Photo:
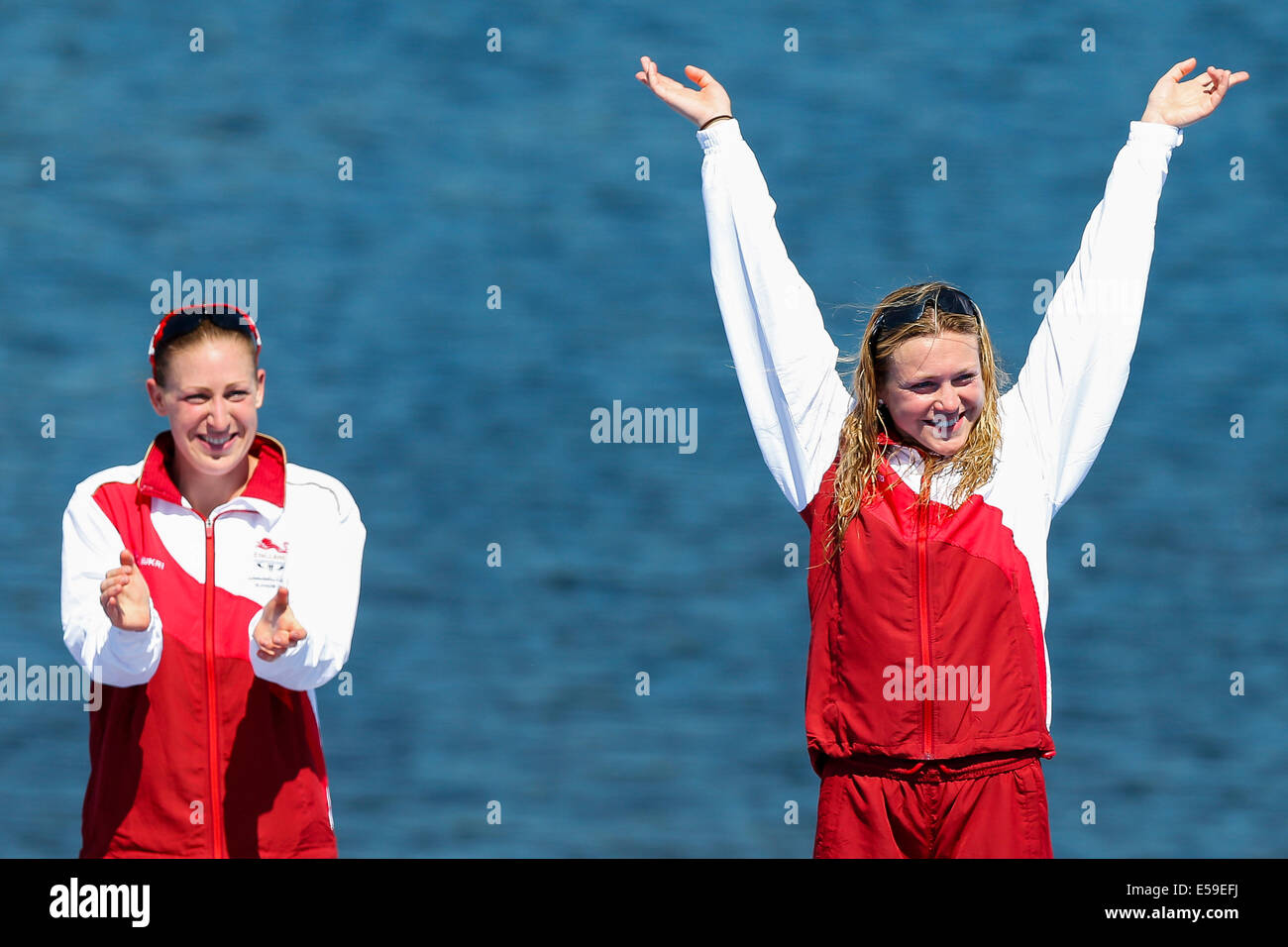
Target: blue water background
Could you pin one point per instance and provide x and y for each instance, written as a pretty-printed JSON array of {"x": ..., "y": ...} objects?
[{"x": 471, "y": 424}]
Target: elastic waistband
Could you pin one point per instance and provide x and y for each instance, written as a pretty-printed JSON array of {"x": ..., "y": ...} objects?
[{"x": 931, "y": 771}]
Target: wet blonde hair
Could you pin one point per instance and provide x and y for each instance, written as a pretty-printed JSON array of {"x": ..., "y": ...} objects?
[
  {"x": 205, "y": 331},
  {"x": 855, "y": 483}
]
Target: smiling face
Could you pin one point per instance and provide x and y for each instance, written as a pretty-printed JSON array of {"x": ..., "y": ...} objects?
[
  {"x": 934, "y": 390},
  {"x": 211, "y": 395}
]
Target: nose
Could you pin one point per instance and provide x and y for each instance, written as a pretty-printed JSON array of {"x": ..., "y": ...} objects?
[
  {"x": 949, "y": 403},
  {"x": 219, "y": 415}
]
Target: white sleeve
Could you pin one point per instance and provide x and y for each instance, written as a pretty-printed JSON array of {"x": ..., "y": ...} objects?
[
  {"x": 323, "y": 574},
  {"x": 785, "y": 359},
  {"x": 1077, "y": 365},
  {"x": 91, "y": 547}
]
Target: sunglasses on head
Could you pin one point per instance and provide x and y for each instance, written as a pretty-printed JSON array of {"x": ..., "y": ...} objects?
[
  {"x": 181, "y": 321},
  {"x": 944, "y": 299}
]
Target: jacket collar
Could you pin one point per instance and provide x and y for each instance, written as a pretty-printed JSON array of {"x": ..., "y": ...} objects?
[{"x": 267, "y": 484}]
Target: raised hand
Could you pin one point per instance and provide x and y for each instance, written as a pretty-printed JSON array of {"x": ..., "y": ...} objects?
[
  {"x": 1173, "y": 102},
  {"x": 124, "y": 595},
  {"x": 277, "y": 629},
  {"x": 696, "y": 105}
]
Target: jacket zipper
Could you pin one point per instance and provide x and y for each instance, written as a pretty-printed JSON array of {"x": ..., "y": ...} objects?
[
  {"x": 217, "y": 802},
  {"x": 923, "y": 609}
]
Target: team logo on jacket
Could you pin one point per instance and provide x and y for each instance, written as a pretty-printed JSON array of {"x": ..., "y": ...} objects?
[{"x": 268, "y": 564}]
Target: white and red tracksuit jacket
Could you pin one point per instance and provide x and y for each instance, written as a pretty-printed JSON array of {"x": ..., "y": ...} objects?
[
  {"x": 200, "y": 748},
  {"x": 931, "y": 587}
]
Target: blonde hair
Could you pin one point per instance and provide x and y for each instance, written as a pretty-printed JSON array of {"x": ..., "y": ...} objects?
[
  {"x": 855, "y": 484},
  {"x": 205, "y": 331}
]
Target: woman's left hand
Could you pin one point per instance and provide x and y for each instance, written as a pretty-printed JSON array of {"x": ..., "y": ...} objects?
[
  {"x": 277, "y": 629},
  {"x": 1184, "y": 103}
]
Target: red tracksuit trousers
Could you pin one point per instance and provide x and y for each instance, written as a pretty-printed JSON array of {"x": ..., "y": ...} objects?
[{"x": 991, "y": 805}]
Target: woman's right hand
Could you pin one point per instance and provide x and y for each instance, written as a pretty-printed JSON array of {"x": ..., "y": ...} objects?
[
  {"x": 696, "y": 105},
  {"x": 124, "y": 595}
]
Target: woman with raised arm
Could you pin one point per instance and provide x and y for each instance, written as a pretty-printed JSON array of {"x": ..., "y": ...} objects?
[{"x": 928, "y": 493}]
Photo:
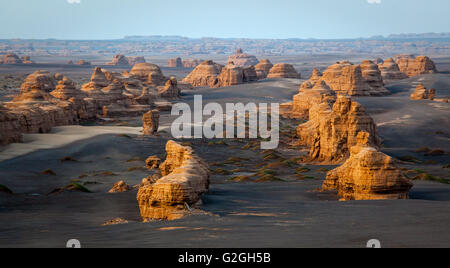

= = =

Task directions
Return exactly the lines of the data, beginning with the first and ending with the line containing "Target: wet blonde hair". Skip the pictures.

Answer space
Photo:
Target: blue water background
Could you pin one point per instance and provide x and y for each instance, written as a pretty-printed JSON array of {"x": ..., "y": ...} objects?
[{"x": 471, "y": 424}]
Target: elastic waistband
Could you pin one point per instance and provide x and y for each instance, written as a pretty-printed JSON array of {"x": ..., "y": ...} objects?
[{"x": 931, "y": 771}]
Target: wet blonde hair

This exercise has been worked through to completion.